EXERCISE DETAILS: Report every line of the material below that contains the string "ridge", copied in full. Matching is case-sensitive.

RECORDED DATA:
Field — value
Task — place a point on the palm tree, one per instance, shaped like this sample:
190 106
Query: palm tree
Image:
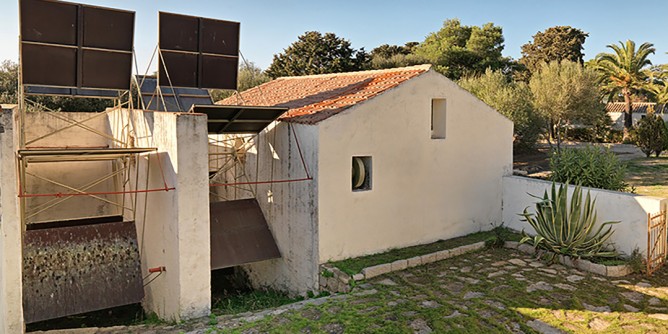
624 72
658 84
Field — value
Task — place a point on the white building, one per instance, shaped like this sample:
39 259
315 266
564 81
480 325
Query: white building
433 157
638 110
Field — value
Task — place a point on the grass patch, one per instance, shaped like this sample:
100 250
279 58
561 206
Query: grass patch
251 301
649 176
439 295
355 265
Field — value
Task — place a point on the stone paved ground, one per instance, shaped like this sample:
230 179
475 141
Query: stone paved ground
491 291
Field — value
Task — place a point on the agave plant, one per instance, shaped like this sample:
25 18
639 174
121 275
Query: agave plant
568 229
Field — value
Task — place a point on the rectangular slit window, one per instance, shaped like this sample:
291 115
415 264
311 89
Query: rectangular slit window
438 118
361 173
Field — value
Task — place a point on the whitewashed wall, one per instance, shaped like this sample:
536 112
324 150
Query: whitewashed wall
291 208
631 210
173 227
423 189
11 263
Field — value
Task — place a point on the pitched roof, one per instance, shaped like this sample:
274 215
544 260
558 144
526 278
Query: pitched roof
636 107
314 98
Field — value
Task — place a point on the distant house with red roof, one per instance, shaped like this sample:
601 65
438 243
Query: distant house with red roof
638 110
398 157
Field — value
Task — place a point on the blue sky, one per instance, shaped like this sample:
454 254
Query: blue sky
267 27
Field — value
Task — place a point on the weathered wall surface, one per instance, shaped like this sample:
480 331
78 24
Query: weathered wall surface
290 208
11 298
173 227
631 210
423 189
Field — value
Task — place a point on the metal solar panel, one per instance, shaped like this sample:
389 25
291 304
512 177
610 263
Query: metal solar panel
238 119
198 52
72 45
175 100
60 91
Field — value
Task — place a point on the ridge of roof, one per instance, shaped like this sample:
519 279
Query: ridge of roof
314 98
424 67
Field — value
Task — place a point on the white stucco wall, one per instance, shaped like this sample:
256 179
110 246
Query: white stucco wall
==
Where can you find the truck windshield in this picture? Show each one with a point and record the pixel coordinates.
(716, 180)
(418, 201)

SOLVED EXERCISE:
Task — place a point on the ridge of roof, one per instance, shaped like this sample:
Query: ridge of roof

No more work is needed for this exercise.